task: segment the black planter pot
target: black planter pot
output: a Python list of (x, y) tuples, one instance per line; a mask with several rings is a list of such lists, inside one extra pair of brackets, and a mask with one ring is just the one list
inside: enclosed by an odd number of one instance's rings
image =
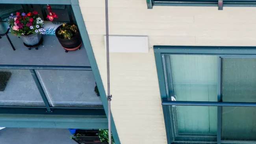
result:
[(108, 144), (106, 142), (100, 142), (98, 136), (96, 135), (98, 133), (98, 131), (95, 130), (77, 130), (74, 135), (77, 136), (72, 139), (78, 144)]
[[(76, 24), (74, 24), (77, 26)], [(62, 47), (66, 50), (66, 52), (69, 51), (74, 50), (78, 49), (80, 49), (80, 46), (82, 44), (82, 39), (80, 35), (80, 33), (75, 34), (70, 39), (63, 39), (58, 34), (58, 31), (59, 29), (63, 27), (62, 25), (60, 26), (55, 31), (55, 35), (58, 39), (59, 42)]]

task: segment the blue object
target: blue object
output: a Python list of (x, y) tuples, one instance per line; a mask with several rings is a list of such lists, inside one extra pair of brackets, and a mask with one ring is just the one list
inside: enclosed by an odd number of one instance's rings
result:
[(69, 129), (69, 130), (70, 133), (71, 133), (71, 134), (73, 135), (75, 133), (76, 133), (76, 129)]

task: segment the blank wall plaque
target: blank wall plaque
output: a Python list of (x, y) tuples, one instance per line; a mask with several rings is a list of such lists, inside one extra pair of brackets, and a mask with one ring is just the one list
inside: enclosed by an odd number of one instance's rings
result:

--

> _AIM_
Rewrite the items from their beginning through the line containing "139), (78, 144)]", replacing "planter" with "flower" and leaving all else unchanged. Leave the pictures out of your answer.

> _RESPONSE_
task: segment the black flower pot
target: black flower pot
output: a Python list of (x, y) tuples, one instance per line; a mask with several rings is a list of such lists, inside one extra pair of brackets, and a mask with one ring is just the one list
inside: enclosed by an odd number of one instance's rings
image =
result:
[(108, 144), (106, 142), (100, 142), (98, 136), (96, 135), (98, 133), (98, 131), (95, 130), (77, 130), (74, 135), (77, 136), (72, 139), (78, 144)]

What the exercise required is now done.